**What is required**
Only one stretch of the records below should be repeated. It starts with the line containing "Task: put a point on every instance of the white banner" and goes on through the line containing "Task: put a point on every instance of the window", exactly as written.

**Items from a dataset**
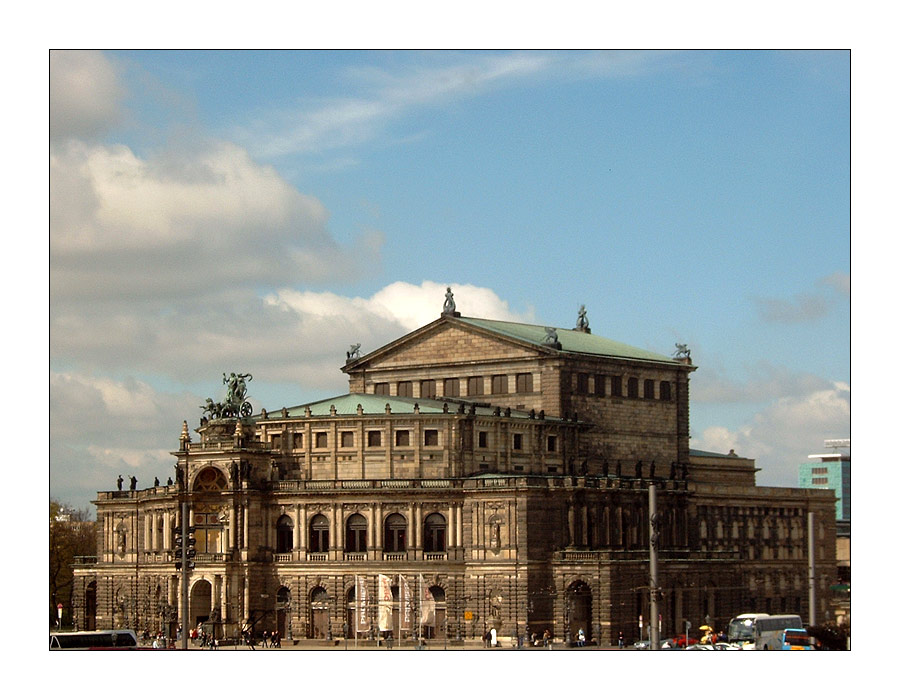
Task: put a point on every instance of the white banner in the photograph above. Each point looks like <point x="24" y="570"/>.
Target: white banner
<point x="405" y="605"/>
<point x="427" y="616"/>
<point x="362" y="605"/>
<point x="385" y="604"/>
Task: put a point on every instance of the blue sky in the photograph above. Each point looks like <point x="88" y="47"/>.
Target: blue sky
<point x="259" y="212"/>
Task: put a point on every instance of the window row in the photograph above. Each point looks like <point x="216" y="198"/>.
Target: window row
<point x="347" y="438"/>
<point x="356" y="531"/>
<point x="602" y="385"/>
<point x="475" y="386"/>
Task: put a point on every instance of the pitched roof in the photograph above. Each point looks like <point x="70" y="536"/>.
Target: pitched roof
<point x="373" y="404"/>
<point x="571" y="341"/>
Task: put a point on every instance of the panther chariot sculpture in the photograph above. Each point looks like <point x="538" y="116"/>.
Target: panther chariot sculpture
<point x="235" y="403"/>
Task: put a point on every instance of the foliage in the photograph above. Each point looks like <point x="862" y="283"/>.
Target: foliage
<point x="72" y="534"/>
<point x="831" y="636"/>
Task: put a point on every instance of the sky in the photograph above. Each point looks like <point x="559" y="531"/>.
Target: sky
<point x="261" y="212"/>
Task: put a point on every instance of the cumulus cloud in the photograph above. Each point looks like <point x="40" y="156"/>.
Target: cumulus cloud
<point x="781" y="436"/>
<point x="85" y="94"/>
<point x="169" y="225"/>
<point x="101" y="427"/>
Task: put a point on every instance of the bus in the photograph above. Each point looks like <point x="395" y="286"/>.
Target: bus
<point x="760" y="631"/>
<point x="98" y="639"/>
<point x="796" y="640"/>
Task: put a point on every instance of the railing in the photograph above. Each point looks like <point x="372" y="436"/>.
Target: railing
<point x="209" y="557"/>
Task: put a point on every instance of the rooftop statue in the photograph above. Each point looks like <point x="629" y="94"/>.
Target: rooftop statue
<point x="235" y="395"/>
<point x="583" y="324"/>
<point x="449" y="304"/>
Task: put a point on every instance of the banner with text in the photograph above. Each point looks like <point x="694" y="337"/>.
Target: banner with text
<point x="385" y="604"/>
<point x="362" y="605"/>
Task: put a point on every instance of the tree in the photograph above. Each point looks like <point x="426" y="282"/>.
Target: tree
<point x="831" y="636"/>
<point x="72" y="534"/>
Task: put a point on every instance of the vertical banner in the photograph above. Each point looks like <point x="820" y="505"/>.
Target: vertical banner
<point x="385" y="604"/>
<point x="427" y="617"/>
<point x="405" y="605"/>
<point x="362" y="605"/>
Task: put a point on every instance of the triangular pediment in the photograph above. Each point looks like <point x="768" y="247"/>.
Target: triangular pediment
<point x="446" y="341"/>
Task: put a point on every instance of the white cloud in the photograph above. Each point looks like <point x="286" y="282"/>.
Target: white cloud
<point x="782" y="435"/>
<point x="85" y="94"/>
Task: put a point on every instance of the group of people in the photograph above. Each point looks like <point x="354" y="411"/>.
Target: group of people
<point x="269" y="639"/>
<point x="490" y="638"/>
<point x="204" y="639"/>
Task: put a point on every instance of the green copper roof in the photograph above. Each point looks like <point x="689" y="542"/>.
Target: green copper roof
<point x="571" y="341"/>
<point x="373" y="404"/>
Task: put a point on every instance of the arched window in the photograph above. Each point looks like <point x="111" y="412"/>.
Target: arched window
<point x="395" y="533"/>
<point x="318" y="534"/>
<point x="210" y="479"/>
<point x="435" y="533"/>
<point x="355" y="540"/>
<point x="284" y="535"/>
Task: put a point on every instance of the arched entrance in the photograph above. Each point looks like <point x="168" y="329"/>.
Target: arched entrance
--
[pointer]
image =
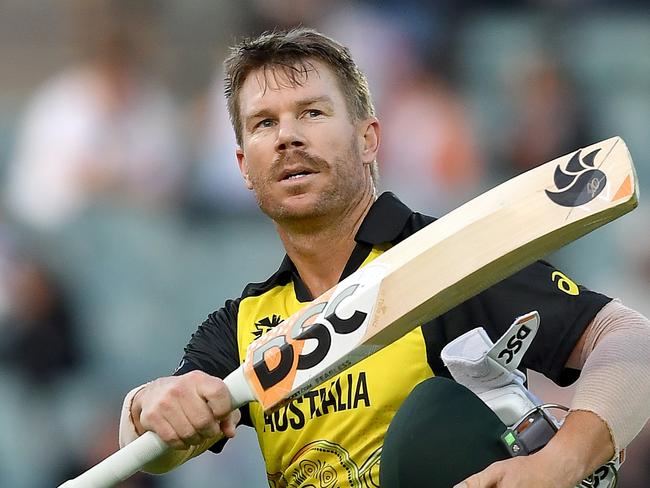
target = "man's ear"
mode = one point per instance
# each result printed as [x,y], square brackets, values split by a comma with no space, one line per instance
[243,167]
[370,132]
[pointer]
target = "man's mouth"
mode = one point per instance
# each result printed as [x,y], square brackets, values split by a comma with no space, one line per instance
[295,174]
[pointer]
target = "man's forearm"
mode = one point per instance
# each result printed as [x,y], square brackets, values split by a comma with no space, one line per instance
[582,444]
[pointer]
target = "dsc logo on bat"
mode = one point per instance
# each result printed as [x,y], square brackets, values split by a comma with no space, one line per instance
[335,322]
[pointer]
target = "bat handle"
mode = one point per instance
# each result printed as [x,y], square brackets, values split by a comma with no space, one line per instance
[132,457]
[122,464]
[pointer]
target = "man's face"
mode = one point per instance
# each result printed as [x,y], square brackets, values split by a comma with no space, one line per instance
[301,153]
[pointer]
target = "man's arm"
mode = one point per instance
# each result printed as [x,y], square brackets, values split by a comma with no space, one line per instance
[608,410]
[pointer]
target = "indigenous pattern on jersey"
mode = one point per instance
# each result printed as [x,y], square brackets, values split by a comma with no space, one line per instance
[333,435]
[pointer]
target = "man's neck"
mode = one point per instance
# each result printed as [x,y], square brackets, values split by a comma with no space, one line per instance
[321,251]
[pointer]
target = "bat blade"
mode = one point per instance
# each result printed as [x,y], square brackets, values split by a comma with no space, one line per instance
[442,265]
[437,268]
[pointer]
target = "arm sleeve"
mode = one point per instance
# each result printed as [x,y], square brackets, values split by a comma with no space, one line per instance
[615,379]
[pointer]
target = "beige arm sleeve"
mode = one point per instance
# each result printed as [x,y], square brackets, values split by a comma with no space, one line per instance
--
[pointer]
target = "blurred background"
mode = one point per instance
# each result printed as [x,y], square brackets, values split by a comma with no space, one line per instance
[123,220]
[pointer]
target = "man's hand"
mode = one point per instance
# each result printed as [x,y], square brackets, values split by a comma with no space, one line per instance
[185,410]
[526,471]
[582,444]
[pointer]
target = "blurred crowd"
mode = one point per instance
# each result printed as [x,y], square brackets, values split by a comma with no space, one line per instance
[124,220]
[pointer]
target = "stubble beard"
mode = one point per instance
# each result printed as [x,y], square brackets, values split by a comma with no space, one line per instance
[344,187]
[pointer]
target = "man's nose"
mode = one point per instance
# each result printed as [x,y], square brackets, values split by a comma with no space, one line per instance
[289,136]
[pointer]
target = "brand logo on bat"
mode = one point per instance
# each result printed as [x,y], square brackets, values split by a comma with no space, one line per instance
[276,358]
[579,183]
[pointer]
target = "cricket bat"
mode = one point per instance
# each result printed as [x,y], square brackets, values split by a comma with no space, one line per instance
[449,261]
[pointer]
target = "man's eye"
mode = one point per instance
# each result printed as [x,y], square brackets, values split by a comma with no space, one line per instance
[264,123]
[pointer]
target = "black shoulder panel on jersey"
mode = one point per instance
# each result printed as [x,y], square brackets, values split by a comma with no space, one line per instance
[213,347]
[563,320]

**Result of this task**
Task: put a point on every instance of the white banner in the photograph above. Each point looks like <point x="24" y="570"/>.
Target: white banner
<point x="405" y="605"/>
<point x="427" y="616"/>
<point x="362" y="605"/>
<point x="385" y="604"/>
Task: put a point on every instance of the blue sky in the photograph above. Each point looks like <point x="88" y="47"/>.
Target: blue sky
<point x="259" y="212"/>
Task: put a point on every instance of the window row in the photograph above. Each point looks like <point x="216" y="198"/>.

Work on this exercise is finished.